**Problem**
Pull every line of the listing below into your answer verbatim, leaving out the pictures.
···
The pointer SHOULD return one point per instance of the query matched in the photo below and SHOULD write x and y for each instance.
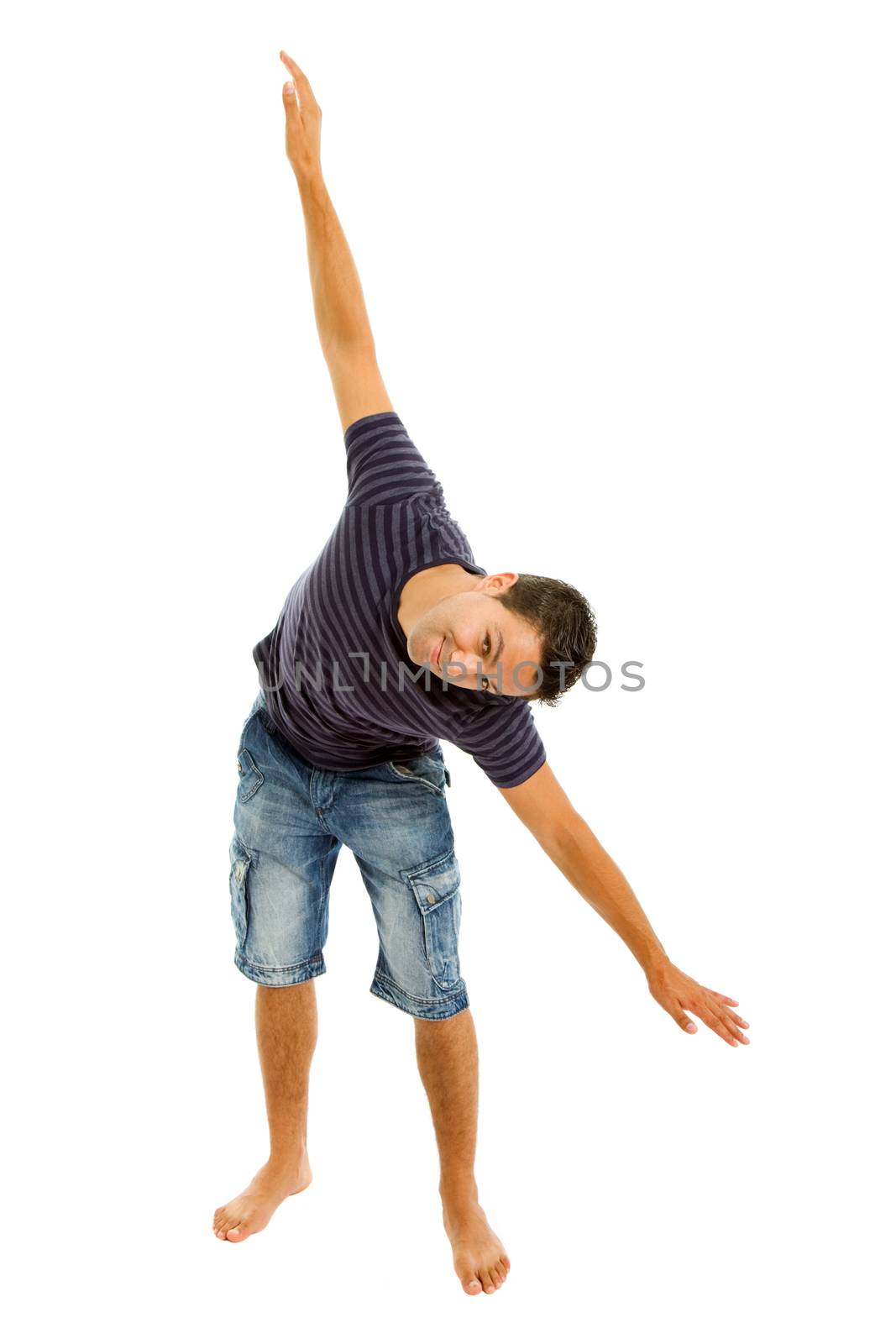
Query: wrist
(309, 176)
(654, 963)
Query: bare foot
(479, 1260)
(251, 1211)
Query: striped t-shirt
(335, 669)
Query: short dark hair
(566, 624)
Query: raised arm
(567, 839)
(343, 326)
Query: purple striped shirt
(335, 669)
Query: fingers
(732, 1003)
(723, 1027)
(289, 100)
(305, 94)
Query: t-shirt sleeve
(504, 741)
(383, 464)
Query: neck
(427, 588)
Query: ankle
(288, 1159)
(458, 1191)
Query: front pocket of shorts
(426, 769)
(250, 777)
(437, 890)
(239, 864)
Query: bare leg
(286, 1032)
(449, 1062)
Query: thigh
(282, 860)
(401, 832)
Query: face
(464, 638)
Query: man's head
(521, 622)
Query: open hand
(674, 992)
(302, 121)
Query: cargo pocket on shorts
(437, 890)
(239, 866)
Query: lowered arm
(566, 837)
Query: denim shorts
(291, 822)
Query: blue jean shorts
(291, 822)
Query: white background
(631, 273)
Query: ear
(499, 582)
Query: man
(392, 640)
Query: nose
(468, 660)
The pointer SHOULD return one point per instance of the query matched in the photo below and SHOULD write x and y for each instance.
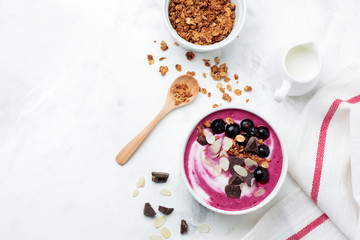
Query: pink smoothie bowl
(209, 190)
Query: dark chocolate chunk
(202, 140)
(235, 180)
(165, 210)
(233, 191)
(235, 161)
(251, 146)
(183, 227)
(249, 179)
(159, 177)
(148, 210)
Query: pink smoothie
(211, 189)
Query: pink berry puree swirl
(211, 189)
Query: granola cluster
(202, 22)
(218, 71)
(181, 93)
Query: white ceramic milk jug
(301, 64)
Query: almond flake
(227, 143)
(215, 147)
(240, 138)
(250, 163)
(264, 164)
(204, 228)
(165, 192)
(210, 138)
(155, 237)
(240, 170)
(207, 123)
(259, 192)
(229, 120)
(217, 170)
(224, 163)
(223, 154)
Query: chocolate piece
(233, 191)
(183, 227)
(251, 146)
(165, 210)
(159, 177)
(235, 180)
(249, 179)
(148, 210)
(235, 161)
(202, 140)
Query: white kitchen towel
(324, 159)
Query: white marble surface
(75, 87)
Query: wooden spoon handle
(125, 154)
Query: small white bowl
(263, 202)
(240, 13)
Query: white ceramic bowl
(240, 13)
(263, 202)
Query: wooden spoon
(125, 154)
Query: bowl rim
(277, 186)
(201, 48)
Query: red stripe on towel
(311, 226)
(321, 144)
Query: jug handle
(282, 91)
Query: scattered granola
(248, 89)
(190, 55)
(163, 70)
(163, 46)
(150, 59)
(237, 92)
(226, 97)
(202, 22)
(220, 72)
(178, 67)
(181, 93)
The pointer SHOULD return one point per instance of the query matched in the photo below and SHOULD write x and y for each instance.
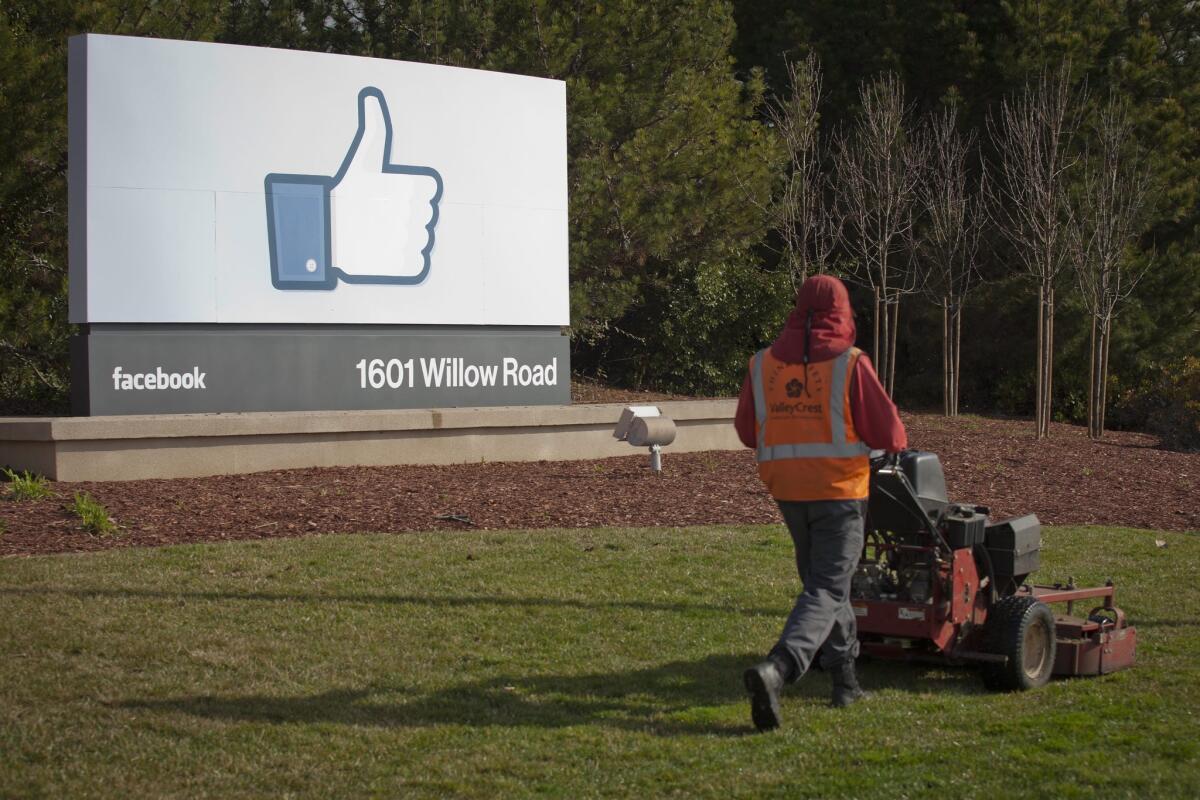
···
**Exercise result**
The pointer SHOULD return one point per instance of the query matched in the photo below and SHOULD write x and y for each instance.
Query: wrist
(309, 176)
(654, 963)
Query: bare foot
(479, 1260)
(251, 1211)
Query: striped t-shirt
(335, 669)
Query: short dark hair
(566, 624)
Query: raised arm
(567, 839)
(343, 326)
Query: purple striped shirt
(335, 669)
Query: fingers
(732, 1003)
(723, 1027)
(289, 100)
(305, 94)
Query: t-shirt sleeve
(504, 741)
(383, 464)
Query: neck
(427, 588)
Query: ankle
(288, 1159)
(458, 1191)
Query: front pocket of shorts
(426, 769)
(250, 777)
(437, 890)
(239, 864)
Query: bare leg
(286, 1032)
(449, 1062)
Query: thigh
(282, 860)
(401, 832)
Query: face
(464, 638)
Query: man's head
(521, 622)
Query: open hand
(674, 992)
(302, 121)
Query: cargo pocket on shorts
(437, 890)
(239, 866)
Query: lowered arm
(566, 837)
Query: denim shorts
(291, 822)
Query: blue jean shorts
(291, 822)
Query: white background
(631, 273)
Query: ear
(499, 582)
Query: man
(392, 640)
Query: nose
(468, 660)
The pointer SHOULD return one point per instance of the query matched in the photo below and SHOULD write x and y for each instance.
Query: pink smoothie bowl
(209, 190)
Query: dark chocolate chunk
(202, 140)
(235, 180)
(165, 210)
(233, 191)
(235, 161)
(251, 146)
(183, 227)
(249, 179)
(159, 177)
(148, 210)
Query: pink smoothie
(211, 189)
Query: pink berry puree swirl
(211, 189)
Query: granola cluster
(202, 22)
(218, 71)
(181, 93)
Query: white ceramic milk jug
(301, 64)
Query: almond flake
(227, 143)
(215, 147)
(240, 138)
(250, 163)
(264, 164)
(204, 228)
(165, 192)
(210, 138)
(155, 237)
(240, 170)
(207, 123)
(259, 192)
(229, 120)
(217, 170)
(224, 163)
(223, 154)
Query: chocolate piece
(233, 191)
(183, 227)
(251, 146)
(165, 210)
(159, 177)
(235, 180)
(249, 179)
(148, 210)
(235, 161)
(202, 140)
Query: white kitchen towel
(324, 159)
Query: white marble surface
(75, 87)
Query: wooden spoon handle
(125, 154)
Query: small white bowl
(263, 202)
(240, 13)
Query: white ceramic bowl
(240, 13)
(263, 202)
Query: wooden spoon
(125, 154)
Query: bowl rim
(277, 186)
(201, 48)
Query: red stripe on towel
(311, 226)
(321, 144)
Query: jug handle
(282, 91)
Query: scattered granola
(248, 89)
(190, 55)
(163, 70)
(163, 46)
(150, 59)
(237, 92)
(226, 97)
(202, 22)
(220, 72)
(178, 67)
(181, 93)
The pointer SHOULD return one point per instance of the query matched in the photo below and SHOULD write x and y for each instance.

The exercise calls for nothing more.